Entries taken from a collection:
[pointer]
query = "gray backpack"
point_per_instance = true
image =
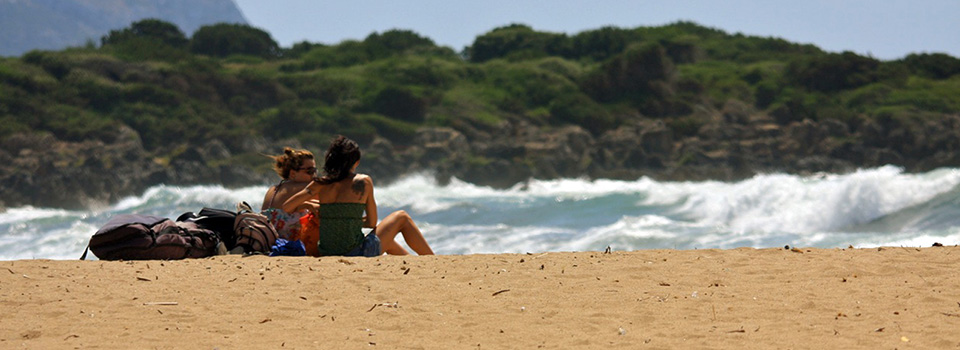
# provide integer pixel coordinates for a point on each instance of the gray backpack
(254, 232)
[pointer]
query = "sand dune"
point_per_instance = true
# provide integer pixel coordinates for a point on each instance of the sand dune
(655, 299)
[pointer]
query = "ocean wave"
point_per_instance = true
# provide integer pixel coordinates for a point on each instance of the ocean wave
(870, 207)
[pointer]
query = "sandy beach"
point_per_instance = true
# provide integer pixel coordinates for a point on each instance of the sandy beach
(877, 298)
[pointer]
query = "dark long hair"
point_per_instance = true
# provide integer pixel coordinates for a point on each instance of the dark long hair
(340, 157)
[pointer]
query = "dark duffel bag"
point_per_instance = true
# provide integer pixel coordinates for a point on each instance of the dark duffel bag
(218, 220)
(145, 237)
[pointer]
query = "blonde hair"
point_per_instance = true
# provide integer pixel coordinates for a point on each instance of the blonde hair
(290, 160)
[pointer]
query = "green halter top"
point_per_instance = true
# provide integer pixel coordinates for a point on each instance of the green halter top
(340, 227)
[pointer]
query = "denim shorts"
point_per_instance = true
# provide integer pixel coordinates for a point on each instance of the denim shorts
(370, 247)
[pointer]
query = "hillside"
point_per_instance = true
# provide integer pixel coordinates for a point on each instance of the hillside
(57, 24)
(676, 102)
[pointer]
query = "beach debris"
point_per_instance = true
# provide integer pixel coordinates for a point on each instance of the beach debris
(394, 305)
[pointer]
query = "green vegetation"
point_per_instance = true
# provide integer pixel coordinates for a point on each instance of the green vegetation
(229, 82)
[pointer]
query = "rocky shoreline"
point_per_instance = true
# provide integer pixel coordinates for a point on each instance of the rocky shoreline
(730, 144)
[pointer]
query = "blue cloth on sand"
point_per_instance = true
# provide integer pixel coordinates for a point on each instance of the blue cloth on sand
(369, 248)
(288, 248)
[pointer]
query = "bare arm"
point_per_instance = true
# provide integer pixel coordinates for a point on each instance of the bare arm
(292, 204)
(266, 197)
(370, 220)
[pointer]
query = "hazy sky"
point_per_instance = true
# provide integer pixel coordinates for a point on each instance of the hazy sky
(886, 29)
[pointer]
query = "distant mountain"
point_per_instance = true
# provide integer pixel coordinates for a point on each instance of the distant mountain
(56, 24)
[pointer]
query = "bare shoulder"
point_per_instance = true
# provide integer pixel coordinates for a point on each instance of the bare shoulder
(362, 183)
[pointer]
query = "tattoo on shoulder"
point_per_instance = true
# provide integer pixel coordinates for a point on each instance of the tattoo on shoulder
(359, 186)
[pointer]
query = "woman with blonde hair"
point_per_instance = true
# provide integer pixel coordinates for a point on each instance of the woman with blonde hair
(342, 197)
(296, 169)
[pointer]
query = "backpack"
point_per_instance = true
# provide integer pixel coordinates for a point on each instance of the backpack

# Aim of the task:
Word for word, retype all of the data above, but include no pictures.

# Task answer:
[pointer]
query = "gray backpack"
point_per_instance = true
image =
# provide integer pixel coordinates for a point on each instance of the gray backpack
(254, 232)
[pointer]
query = "sand dune"
point_per_instance = true
# provide integer pixel coordinates for a point on each instance of the sand dune
(655, 299)
[pointer]
query = "ocean wave"
point_per_instance = true
# provide integer pixel coordinates for a point on each instance of the ocean wave
(870, 207)
[pointer]
query = "sandy beach"
point_per_instance = true
# provide integer pixel coordinates for a point on each instance of the sandy beach
(877, 298)
[pointer]
query = "dark long hair"
point_per_instance = true
# provide integer pixel coordinates for a point on each instance of the dark long hair
(340, 157)
[pointer]
query = "dark duffel bag"
point_per_instance = true
# provide integer pixel coordinates for a point on each instance of the dark duffel bag
(218, 220)
(145, 237)
[pointer]
query = "blonde hair"
point_per_instance = true
# provide integer pixel coordinates for a point on each instance of the blonde hair
(290, 160)
[pointer]
query = "green halter top"
point_per_instance = true
# provide integer pixel coordinates for a point on each instance of the green halter top
(340, 227)
[pointer]
query = "denim shorts"
point_per_instance = true
# provide integer pixel coordinates for a point on each instance of the denim shorts
(370, 247)
[pointer]
query = "hillside"
point_per_instance = true
# provide integer pixel coordinates for a point on each instance of the hillside
(57, 24)
(676, 102)
[pointer]
query = "beach debris"
point_per_instance = true
# provide integer pixel coordinates for a point on each instance of the beach debris
(394, 305)
[pointer]
query = "green vegetation"
point_per_instance = true
# provide integer pixel coordinates for a point on each instance of the green vegetation
(229, 82)
[pointer]
query = "rocky shoreline"
point_per_instance = true
# provide integer pixel coordinates for a point on each instance of the rocky shoreline
(730, 144)
[pointer]
query = "blue cloth on sand"
point_per_instance = true
# provide integer pixel coordinates for a point on each instance of the blue cloth on sand
(369, 248)
(288, 248)
[pointer]
query = "bare arm"
point_per_instance = true
# provide integer pixel coordinates for a point on each instance of the bare arm
(292, 204)
(266, 197)
(370, 220)
[pointer]
query = "hazy sky"
point_per_instance = true
# provide integer pixel coordinates for a point on each instance of the hazy sky
(886, 29)
[pointer]
query = "distant mountain"
point_per_instance = true
# provide integer pixel coordinates for a point on each instance of the distant mountain
(56, 24)
[pointer]
query = "bare shoulder"
point_per_instance = true
# provide integer pixel coordinates for a point on each instance of the bare shoulder
(362, 183)
[pointer]
query = "tattoo on shoulder"
point_per_instance = true
# provide integer pixel coordinates for a point on each instance of the tattoo on shoulder
(359, 186)
[pointer]
query = "woman with blonde hair"
point_per_instance = true
# provide integer pixel coordinates for a point on each instance of the woman with blonde hair
(342, 197)
(296, 169)
[pointer]
query = "backpack"
point_per_instance = true
# provide integer pixel coordinates for a point on each instance of the backpack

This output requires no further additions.